To understand the pH-mediated diffusion behavior of SiNPs-PDA in mucus, a series of biophysical characterizations were used to analyze this process. As the major protein in mucus, the mucin entangles and forms a dense fiber mesh against the diffusion of foreign particles. The particle-mucin interaction has been demonstrated as a key parameter in the filtering effect of mucus mesh, determining the mucus penetrability of particles. The interaction between SiNPs-PDA and mucin was systematically analyzed from the aspect of surface properties of NPs. For NPs in mucus, the highly hydrophobic surface could typically lead to a trapped state by mucin due to hydrophobic interaction. Thus, the hydrophobicity of SiNPs-PDA-15 at different pH values was determined. The pyrene assay was used for the hydrophobicity measurement, which indicated higher hydrophobicity of NPs at pH of 3.0 than that at pH of 5.6 and 7.0, respectively. Additionally, the Circular Dichroism (CD) spectrum showed that the α-helix in mucin was weakened and widened with the environmental pH values decreasing, caused by the change in stability of salt bridges between -COOH and -NH₂. With the unfolding of the glycosyl side chain, the hydrophobic regions were gradually exposed and the hydrophobicity of mucin was increased. Altogether, the higher hydrophobicity of both mucin and SiNP-PDA-15 might lead to the strong hydrophobic interaction at the pH of 3.0, while the hydrophobic interaction was weakened when the hydrophobicity of the mucin or NPs decreased at pH values of 5.6 and 7.0. Additionally, the interaction on the molecular level was investigated using isothermal titration calorimetry (ITC) analysis. The exothermic and entropy loss processes indicated that the interaction was dominated by the formation of non-covalent bonds, e.g., electrostatic interactions and hydrogen bonds. Notably, the association constants (K_a) value at the pH value of 5.6 was around 7.7 and 1.3 times lower than that at pH values of 3.0 and 7.0, respectively, and the number of adsorption sites (n) at pH of 5.6 was smaller than that at pH value of 3.0 and 7.0. It suggested that the mucin-SiNPs-PDA-15 interaction was weaker at pH of 5.6 than that at 3.0 and 7.0, which was consistent with MPT analysis. Additionally, the hydrogen bond formation between SiNPs-PDA-15 and mucin was confirmed by the blue shift of the mucin peak in the amide I region after adsorption on particles using the FTIR analysis.
::::::::
Which analytical methods or techniques does the passage on nanoparticle diffusion in mucus name? The lines that come next have nothing to do with the passage on nanoparticle diffusion in mucus.

◆ RECORD SET
::::::::
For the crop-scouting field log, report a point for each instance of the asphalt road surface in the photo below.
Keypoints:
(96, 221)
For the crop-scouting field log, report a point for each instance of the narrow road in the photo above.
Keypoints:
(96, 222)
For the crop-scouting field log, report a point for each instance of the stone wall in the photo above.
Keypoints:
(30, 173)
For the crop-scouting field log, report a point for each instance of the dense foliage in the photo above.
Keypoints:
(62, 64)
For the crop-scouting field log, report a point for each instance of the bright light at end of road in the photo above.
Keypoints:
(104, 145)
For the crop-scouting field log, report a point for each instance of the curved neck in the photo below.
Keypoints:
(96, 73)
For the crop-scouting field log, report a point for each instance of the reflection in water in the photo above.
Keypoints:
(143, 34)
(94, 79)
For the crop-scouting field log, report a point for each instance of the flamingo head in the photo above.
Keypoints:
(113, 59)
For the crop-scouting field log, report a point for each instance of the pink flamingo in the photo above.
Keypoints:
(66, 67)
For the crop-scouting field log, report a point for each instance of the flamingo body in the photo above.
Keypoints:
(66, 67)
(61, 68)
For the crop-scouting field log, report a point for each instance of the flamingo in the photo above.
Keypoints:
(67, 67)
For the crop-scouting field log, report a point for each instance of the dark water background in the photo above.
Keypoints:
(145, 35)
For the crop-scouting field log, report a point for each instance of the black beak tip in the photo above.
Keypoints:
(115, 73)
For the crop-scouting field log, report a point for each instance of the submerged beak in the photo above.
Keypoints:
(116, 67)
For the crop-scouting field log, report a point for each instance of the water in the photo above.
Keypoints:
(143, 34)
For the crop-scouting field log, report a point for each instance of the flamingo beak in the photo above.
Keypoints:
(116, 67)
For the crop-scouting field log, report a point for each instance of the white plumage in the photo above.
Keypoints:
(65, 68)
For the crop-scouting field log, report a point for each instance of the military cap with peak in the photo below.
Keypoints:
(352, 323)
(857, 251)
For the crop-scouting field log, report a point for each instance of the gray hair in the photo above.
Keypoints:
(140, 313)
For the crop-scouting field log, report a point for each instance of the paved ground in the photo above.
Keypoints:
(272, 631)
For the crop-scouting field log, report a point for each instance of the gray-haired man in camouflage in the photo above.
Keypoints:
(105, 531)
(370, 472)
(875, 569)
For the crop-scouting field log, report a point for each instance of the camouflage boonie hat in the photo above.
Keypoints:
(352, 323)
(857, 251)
::::::::
◆ ANSWER BOX
- Pyrene assay
- Circular Dichroism (CD) spectrum
- Isothermal titration calorimetry (ITC) analysis
- MPT analysis
- FTIR analysis